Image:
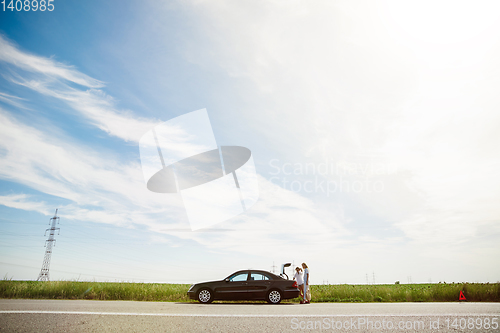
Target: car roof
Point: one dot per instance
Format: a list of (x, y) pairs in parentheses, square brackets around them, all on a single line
[(274, 276)]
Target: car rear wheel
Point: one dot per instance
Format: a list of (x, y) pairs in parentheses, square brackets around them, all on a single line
[(274, 296), (205, 296)]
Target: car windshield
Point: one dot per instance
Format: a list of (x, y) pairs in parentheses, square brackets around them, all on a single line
[(259, 277), (239, 277)]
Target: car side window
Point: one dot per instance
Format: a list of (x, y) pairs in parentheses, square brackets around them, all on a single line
[(239, 277), (259, 277)]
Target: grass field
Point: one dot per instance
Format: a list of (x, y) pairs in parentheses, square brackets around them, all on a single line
[(441, 292)]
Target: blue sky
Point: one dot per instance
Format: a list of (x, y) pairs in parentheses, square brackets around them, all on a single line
[(374, 137)]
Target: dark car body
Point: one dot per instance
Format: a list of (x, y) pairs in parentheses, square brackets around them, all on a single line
[(246, 285)]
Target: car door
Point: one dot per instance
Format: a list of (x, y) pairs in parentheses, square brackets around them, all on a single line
[(235, 287), (258, 285)]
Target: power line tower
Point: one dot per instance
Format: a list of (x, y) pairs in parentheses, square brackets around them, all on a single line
[(44, 272), (273, 267)]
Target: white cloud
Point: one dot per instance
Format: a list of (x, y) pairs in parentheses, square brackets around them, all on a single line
[(49, 67), (100, 188)]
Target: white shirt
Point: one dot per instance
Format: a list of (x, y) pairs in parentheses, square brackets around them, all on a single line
[(298, 278), (306, 274)]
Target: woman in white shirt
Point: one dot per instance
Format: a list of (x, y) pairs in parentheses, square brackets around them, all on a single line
[(300, 281), (306, 282)]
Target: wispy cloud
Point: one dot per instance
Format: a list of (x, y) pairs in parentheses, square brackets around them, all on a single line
[(12, 100), (95, 185), (11, 54), (54, 79)]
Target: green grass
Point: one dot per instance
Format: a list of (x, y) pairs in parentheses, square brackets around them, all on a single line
[(94, 290), (442, 292)]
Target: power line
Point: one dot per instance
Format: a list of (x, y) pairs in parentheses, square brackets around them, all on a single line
[(44, 272)]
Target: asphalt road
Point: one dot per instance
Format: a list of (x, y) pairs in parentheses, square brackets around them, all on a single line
[(125, 316)]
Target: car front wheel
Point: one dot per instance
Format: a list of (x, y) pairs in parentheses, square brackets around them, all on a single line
[(205, 296), (274, 297)]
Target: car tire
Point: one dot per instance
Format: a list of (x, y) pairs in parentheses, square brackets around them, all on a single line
[(205, 296), (273, 296)]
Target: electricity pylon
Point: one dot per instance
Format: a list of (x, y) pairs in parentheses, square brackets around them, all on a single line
[(44, 273)]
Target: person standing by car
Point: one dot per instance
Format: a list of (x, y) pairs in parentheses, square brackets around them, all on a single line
[(306, 283), (300, 280)]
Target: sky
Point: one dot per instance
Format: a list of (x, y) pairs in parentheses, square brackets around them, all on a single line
[(373, 127)]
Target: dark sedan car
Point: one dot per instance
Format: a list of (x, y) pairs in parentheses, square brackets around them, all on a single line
[(246, 285)]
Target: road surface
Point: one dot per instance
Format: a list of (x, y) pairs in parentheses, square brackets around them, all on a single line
[(125, 316)]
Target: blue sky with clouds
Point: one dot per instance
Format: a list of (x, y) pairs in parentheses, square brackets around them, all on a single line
[(374, 137)]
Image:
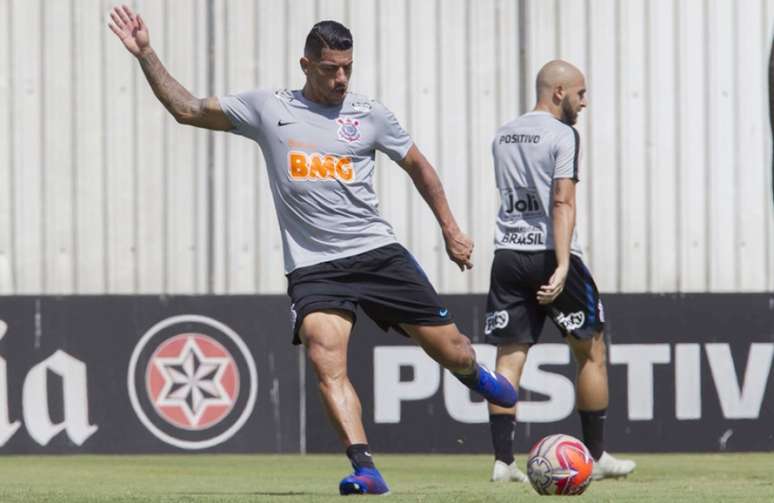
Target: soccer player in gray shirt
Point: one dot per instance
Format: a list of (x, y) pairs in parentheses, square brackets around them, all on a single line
[(319, 143), (537, 272)]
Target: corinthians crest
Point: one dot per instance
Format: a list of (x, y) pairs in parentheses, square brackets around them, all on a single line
[(349, 130)]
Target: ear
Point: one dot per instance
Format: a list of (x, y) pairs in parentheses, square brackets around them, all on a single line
[(559, 93)]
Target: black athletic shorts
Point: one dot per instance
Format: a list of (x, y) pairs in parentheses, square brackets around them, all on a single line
[(513, 312), (387, 283)]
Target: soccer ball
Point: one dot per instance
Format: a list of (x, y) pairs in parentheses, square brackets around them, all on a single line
[(559, 464)]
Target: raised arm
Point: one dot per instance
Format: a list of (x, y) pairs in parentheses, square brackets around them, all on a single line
[(459, 247), (184, 106)]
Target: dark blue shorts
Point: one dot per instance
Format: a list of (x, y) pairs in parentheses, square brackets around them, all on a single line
[(513, 312), (387, 283)]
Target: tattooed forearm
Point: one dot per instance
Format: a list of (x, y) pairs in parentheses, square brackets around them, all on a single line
[(178, 100)]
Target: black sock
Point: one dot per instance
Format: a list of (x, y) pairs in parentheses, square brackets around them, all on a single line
[(359, 456), (468, 380), (503, 428), (593, 425)]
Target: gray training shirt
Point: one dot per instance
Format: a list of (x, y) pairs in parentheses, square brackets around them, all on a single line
[(529, 153), (321, 168)]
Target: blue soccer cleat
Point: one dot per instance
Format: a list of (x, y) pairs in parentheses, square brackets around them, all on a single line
[(491, 385), (363, 481)]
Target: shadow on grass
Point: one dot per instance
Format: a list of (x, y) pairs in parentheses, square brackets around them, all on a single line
[(255, 493)]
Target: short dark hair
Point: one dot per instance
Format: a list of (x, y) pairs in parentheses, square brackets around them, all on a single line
[(327, 35)]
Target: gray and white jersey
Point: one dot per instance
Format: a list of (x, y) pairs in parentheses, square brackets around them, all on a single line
[(529, 153), (320, 162)]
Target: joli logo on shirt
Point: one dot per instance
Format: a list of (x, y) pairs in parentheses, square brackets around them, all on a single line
[(306, 167)]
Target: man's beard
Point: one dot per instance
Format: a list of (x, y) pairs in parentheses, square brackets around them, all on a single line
[(569, 116)]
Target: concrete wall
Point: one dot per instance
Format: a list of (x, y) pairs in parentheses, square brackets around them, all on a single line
[(102, 192)]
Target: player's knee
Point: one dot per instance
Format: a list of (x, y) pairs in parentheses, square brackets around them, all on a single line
[(459, 354), (326, 359), (591, 351)]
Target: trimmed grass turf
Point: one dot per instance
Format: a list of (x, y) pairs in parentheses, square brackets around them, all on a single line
[(314, 478)]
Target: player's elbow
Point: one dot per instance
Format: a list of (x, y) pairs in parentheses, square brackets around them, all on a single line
[(564, 204), (188, 114), (186, 119)]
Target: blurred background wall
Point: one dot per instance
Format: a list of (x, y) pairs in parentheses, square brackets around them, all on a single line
[(102, 192)]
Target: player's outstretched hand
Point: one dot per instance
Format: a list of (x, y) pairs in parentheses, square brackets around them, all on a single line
[(130, 29), (459, 247), (549, 292)]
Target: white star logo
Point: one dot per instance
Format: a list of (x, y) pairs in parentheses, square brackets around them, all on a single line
[(192, 382)]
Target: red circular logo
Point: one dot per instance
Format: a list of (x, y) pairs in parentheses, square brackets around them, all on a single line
[(192, 381)]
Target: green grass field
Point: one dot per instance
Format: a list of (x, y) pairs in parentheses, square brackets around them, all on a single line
[(314, 478)]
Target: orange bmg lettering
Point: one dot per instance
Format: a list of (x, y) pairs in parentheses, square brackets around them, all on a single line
[(303, 166)]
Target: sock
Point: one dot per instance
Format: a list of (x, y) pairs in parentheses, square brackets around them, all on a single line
[(359, 456), (503, 429), (593, 425), (469, 380)]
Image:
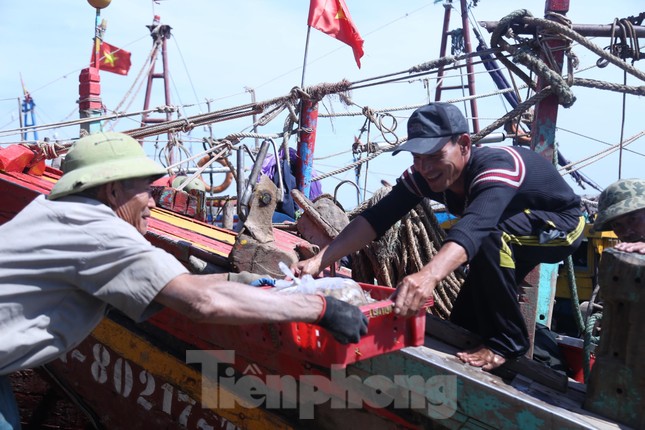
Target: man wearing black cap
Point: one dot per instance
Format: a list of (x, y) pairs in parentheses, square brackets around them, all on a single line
[(515, 210)]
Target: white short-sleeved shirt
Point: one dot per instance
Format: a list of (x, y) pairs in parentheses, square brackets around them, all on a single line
[(62, 262)]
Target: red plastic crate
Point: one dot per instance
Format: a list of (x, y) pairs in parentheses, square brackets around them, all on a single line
[(387, 332)]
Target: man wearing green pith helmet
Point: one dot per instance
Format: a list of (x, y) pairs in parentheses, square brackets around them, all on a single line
[(69, 257), (621, 208)]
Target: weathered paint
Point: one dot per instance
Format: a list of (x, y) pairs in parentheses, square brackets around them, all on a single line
[(156, 384), (546, 292), (483, 400)]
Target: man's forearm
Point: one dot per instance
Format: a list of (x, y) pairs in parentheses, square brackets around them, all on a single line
[(352, 238)]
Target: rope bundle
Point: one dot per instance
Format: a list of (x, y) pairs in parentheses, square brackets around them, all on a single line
[(403, 250)]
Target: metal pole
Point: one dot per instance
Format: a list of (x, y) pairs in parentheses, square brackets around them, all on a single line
[(469, 65), (306, 145)]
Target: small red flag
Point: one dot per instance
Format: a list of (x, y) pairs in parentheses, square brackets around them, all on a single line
[(332, 18), (112, 59)]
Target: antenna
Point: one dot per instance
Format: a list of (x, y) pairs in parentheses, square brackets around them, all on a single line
[(28, 106)]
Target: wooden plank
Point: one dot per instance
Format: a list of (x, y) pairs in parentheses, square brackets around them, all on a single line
[(133, 385), (463, 339)]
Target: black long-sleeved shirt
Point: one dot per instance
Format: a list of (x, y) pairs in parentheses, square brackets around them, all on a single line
[(499, 182)]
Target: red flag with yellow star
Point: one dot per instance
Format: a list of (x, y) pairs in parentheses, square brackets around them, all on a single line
[(332, 18), (112, 59)]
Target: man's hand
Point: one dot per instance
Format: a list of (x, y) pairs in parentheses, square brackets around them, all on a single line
[(637, 247), (311, 266), (412, 293), (344, 321), (249, 278)]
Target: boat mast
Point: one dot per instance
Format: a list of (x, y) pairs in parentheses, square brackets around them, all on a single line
[(89, 89), (159, 33), (27, 109), (546, 111), (465, 31)]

◇ ◇ ◇

## EXERCISE AIM
Return each line from the records that includes the word "soccer".

## RESULT BELOW
Target: soccer player in gray shirt
Target: soccer ball
Target: blue soccer cleat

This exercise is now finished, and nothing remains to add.